* START Provided entries *
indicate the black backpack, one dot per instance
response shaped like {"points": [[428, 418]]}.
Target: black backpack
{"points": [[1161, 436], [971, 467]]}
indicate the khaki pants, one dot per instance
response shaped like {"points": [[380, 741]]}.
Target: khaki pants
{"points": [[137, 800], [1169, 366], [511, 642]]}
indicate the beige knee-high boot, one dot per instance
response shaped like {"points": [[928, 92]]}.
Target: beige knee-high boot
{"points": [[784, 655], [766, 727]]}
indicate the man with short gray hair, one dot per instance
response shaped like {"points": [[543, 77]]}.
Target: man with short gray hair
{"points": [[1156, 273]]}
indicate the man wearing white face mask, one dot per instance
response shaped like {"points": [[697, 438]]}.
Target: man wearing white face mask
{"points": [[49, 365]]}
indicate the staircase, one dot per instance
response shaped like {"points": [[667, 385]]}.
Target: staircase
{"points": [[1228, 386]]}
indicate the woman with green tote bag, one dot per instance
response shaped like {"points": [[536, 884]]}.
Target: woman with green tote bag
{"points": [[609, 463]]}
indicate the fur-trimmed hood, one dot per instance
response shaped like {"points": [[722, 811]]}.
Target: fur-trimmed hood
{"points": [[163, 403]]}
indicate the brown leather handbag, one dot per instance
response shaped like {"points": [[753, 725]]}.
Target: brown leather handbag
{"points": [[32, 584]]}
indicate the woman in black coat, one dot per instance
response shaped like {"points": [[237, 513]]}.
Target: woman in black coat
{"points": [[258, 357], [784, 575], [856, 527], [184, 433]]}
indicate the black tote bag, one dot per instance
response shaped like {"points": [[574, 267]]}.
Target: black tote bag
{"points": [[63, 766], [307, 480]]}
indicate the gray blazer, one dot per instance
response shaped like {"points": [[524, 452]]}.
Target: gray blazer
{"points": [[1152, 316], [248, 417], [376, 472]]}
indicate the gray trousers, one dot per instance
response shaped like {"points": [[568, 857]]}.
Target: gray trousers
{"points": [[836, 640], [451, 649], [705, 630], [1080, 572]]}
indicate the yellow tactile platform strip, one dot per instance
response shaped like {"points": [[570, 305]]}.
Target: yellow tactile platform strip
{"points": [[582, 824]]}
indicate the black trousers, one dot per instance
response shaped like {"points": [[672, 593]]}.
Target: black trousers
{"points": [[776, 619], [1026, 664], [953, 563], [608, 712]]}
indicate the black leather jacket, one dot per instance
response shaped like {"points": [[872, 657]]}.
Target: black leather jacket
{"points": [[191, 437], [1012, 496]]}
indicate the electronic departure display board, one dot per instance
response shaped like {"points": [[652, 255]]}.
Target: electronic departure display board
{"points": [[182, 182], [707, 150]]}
* END Provided entries *
_What is being asked_. Rewrite all the items above, replacing every "one dot per instance" with "a single dot for each instance" and leaving everything else the same.

_Completed task_.
indicate the black backpack, a single dot for each instance
response shaped like {"points": [[428, 418]]}.
Target: black backpack
{"points": [[1161, 436], [971, 467]]}
indicate the khaki pants, a single dot for each instance
response shaped like {"points": [[380, 741]]}.
Target: khaki pants
{"points": [[137, 800], [1169, 366], [511, 642]]}
indicate the beige knee-high boot, a single dot for each instance
response shaped like {"points": [[928, 92]]}.
Target: beige knee-high boot
{"points": [[784, 655], [766, 727]]}
indicate the man with short gray hair, a single dot for each instance
response shaped like {"points": [[543, 77]]}.
Target: man with short gray hair
{"points": [[1156, 273]]}
indicate the man wearing white face mask, a single dot for each instance
response shaped like {"points": [[697, 438]]}.
Target: man wearing white face mask
{"points": [[49, 365]]}
indicate the staircase, a single dot for each instance
response shaped like {"points": [[667, 385]]}.
Target: staircase
{"points": [[1228, 386]]}
indicate the woman with green tote bag, a single dot for each instance
response shaped like {"points": [[536, 884]]}.
Target: woman with green tote bag
{"points": [[609, 463]]}
indicate the fur-trimmed hood, a single dot for each instance
response shaped like {"points": [[722, 811]]}.
Target: fur-trimmed hood
{"points": [[163, 403]]}
indicate the brown leather handbag, a single dot for each instance
response shaped like {"points": [[753, 725]]}.
Target: brown leather handbag
{"points": [[32, 584]]}
indicate the woman in black coat, a single dot for each instance
response shaped like {"points": [[237, 513]]}.
Target: woman in black coat
{"points": [[258, 357], [784, 575], [856, 527], [184, 433]]}
indicate the black tote bag, a single dot for each instance
response shaped like {"points": [[574, 267]]}.
Target: black tote bag
{"points": [[63, 766], [307, 480]]}
indicate the gray blazer, a single dot for each instance
response shaped like {"points": [[524, 452]]}.
Target: gray blazer
{"points": [[1152, 316], [248, 417], [376, 472]]}
indicate the gray trousers, a single dot for each instance
response shaped like {"points": [[568, 857]]}.
Target: gray trousers
{"points": [[836, 640], [451, 649], [705, 630], [1080, 572]]}
indicate the yellow tactile platform strip, a single dot for each instance
response shaped like {"points": [[570, 305]]}.
Target: yellow tactile platform strip
{"points": [[582, 824]]}
indicate the black trousers, a single dot for each instance
response shaped like {"points": [[672, 593]]}.
Target: black trousers
{"points": [[776, 619], [1026, 664], [953, 563], [608, 712]]}
indicate the black leather jacket, a single dot for each instance
response shaped like {"points": [[872, 657]]}.
Target: black leather jacket
{"points": [[191, 437], [1012, 496]]}
indicate the electronic departure display board, a single dot for each instance
response shaped like {"points": [[652, 255]]}.
Target: electronic departure display board
{"points": [[182, 182], [707, 150]]}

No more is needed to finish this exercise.